> _SELECTED EXTRACT_:
=== Section Start ===

General characteristics
- Class & type: Fletcher-class destroyer
- Displacement: 2,050 tons
- Length: 376 ft 6 in (114.76 m)
- Beam: 39 ft 8 in (12.09 m)
- Draft: 17 ft 9 in (5.41 m)
- Propulsion: 60,000 shp (45,000 kW); 2 propellers
- Speed: 35 knots (65 km/h; 40 mph)
- Range: 6,500 nmi (12,000 km; 7,500 mi) at 15 kn (28 km/h; 17 mph)
- Complement: 336
- Armament: 5 × single Mk 12 5 in (127 mm)/38 guns; 5 × twin 40 mm (1.6 in) Bofors AA guns; 7 × single 20 mm (0.8 in) Oerlikon AA guns; 2 × quintuple 21 in (533 mm) torpedo tubes; 6 × single depth charge throwers; 2 × depth charge racks;

= USS Murray (DD-576) =

Fletcher-class destroyer

The third USS Murray (DD/DDE-576) was a in the United States Navy during World War II. Murray was named for Capt. Alexander Murray and his grandson Rear Adm. Alexander Murray

Murray (DD-576) was laid down on 16 March 1942 by Consolidated Steel Corporation, Orange, Texas and launched on 16 August 1942, sponsored by Mrs. Frank T. Leighton. The ship was commissioned on 20 April 1943.

==Service history==
=== World War II ===
After shakedown in the Caribbean, Murray served on escort duty in the Atlantic Ocean, then sailed to join Destroyer Squadron 25 at Pearl Harbor in September 1943. Sailing with a carrier task force, Murray took part in strikes on Wake Island 5–6 October, then voyaged to the South Pacific to support the landings on Bougainville 8–9 November, splashing three enemy aircraft. Two days later, while covering US 3rd Fleet aircraft carriers in a strike against Rabaul, Murray shot down two of a force of about 150 enemy aircraft attacking her formation.

Hewing to a demanding pace of operations, Murray was on antisubmarine patrol in the Gilbert Islands from 20 November to 8 December during the occupation of Tarawa and Abemama, then for the next month guarded shipping into the newly acquired islands. In January 1944 Murray performed outstandingly in fire support missions for the capture of Kwajalein, then screened transports carrying invasion forces to Eniwetok. Two months of escort duty in the western ocean routes followed, until she joined in the bombardment of Kavieng, New Ireland, 20 March.

=== Section End ===

> _EXTRACTED DATA_:
=== Section Start ===

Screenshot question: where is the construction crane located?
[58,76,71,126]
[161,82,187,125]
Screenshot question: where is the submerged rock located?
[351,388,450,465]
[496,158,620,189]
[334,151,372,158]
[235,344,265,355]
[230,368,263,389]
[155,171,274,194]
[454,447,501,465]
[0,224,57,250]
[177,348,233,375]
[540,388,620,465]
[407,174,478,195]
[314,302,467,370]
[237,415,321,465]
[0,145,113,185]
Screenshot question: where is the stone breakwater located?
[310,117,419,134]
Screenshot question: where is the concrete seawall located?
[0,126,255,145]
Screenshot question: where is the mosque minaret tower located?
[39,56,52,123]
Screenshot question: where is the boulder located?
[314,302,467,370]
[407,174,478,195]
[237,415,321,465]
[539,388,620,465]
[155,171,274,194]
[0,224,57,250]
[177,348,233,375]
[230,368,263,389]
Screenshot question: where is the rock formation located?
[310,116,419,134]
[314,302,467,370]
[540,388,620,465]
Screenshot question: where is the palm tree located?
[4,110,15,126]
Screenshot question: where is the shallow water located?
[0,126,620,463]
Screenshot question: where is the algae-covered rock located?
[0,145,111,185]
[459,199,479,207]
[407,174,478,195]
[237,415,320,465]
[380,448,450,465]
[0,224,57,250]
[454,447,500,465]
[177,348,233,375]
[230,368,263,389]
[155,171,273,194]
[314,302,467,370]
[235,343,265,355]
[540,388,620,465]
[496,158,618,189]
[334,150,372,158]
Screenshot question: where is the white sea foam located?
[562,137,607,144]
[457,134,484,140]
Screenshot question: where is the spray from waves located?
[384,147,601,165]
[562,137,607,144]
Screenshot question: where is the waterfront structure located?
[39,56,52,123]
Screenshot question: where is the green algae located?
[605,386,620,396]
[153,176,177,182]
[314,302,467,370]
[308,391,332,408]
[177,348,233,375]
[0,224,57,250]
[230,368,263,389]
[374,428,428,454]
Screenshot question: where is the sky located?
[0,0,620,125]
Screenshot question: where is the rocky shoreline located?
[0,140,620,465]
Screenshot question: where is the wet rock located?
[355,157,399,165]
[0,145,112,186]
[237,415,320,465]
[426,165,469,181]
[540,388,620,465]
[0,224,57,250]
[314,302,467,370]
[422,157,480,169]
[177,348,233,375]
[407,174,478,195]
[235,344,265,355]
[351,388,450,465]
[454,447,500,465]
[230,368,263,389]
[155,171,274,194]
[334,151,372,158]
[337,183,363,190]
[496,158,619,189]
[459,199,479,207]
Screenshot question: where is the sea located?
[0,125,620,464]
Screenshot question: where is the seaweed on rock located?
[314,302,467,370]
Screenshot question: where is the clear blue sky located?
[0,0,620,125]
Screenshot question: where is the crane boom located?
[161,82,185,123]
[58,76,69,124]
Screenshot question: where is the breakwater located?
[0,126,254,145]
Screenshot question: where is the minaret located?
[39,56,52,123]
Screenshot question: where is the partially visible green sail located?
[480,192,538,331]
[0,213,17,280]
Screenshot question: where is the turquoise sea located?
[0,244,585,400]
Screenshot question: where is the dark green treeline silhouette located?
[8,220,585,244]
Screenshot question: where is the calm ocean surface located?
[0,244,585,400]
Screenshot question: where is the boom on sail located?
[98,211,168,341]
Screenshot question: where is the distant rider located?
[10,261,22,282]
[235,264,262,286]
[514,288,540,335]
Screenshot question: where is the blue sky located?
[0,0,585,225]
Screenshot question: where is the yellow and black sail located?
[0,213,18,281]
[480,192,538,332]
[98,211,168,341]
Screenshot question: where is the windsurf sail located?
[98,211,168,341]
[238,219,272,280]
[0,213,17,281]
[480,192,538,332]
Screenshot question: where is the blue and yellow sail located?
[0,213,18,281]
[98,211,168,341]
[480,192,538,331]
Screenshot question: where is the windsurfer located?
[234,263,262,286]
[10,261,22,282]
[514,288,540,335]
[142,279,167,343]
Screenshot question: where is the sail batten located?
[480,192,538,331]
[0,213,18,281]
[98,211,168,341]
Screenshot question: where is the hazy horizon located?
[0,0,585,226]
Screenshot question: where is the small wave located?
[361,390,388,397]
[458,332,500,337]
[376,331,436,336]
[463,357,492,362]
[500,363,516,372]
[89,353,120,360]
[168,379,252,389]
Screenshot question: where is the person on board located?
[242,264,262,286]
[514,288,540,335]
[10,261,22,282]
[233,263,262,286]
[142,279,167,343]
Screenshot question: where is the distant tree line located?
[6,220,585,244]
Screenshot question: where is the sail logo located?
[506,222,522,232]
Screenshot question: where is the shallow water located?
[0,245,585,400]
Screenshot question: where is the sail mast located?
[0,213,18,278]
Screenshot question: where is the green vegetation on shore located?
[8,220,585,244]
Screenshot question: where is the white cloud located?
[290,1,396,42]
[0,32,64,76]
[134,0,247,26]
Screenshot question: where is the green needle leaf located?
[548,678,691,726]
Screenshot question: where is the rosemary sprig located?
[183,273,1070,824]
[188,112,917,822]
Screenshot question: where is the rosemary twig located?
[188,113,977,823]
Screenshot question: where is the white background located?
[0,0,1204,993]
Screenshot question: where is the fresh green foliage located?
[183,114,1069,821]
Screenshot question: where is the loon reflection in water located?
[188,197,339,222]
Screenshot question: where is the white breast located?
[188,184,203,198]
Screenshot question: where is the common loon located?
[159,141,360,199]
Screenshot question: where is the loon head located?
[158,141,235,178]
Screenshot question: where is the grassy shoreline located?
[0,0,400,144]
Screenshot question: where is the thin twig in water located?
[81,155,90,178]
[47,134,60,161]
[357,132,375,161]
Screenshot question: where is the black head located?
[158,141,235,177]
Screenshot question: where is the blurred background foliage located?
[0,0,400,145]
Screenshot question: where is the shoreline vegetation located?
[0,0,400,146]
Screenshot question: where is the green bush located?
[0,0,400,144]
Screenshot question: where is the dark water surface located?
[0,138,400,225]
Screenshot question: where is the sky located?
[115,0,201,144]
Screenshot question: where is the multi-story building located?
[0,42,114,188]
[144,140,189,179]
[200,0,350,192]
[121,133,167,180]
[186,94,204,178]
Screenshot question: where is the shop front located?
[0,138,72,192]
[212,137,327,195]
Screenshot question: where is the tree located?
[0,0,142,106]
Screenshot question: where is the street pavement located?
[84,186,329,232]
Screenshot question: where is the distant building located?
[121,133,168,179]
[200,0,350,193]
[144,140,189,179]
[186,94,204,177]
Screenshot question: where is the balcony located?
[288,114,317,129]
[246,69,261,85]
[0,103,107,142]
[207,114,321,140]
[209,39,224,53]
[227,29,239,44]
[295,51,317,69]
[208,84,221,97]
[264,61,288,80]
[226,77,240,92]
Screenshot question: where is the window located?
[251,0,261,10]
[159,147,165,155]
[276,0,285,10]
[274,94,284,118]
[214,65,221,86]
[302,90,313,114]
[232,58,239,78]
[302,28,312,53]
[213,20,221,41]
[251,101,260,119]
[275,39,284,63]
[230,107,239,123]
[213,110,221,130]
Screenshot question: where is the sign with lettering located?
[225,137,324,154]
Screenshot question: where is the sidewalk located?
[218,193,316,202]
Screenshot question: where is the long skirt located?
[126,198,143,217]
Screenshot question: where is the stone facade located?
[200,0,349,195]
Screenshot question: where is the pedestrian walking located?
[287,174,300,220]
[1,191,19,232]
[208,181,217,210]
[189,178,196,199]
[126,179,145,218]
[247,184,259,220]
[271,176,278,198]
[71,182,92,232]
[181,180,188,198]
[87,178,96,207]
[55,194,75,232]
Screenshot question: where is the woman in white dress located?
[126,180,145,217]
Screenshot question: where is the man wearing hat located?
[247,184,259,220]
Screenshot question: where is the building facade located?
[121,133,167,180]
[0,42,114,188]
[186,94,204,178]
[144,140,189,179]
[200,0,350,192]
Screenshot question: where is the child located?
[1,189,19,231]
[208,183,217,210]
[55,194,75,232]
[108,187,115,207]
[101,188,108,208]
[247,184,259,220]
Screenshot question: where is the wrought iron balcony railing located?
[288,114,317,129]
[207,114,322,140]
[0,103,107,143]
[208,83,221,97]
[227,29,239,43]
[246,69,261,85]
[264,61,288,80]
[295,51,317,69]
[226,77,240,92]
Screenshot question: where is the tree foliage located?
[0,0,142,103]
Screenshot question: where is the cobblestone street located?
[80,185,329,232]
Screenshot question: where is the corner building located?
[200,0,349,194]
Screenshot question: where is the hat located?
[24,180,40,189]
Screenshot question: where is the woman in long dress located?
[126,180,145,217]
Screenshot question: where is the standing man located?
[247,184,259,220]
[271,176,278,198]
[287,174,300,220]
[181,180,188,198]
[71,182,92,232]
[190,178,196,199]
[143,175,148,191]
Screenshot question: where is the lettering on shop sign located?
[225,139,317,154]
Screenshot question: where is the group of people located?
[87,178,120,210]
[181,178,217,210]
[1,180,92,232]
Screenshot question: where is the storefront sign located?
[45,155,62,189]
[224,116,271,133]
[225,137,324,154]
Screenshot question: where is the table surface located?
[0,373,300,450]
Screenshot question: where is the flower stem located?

=== Section End ===

> _AIM OF THE EXERCISE_: According to the USS Murray article, why does the ship carry the name Murray? Answer in one to three sentences.

> _OUTPUT BELOW_: The ship was named for Capt. Alexander Murray and for his grandson, Rear Adm. Alexander Murray.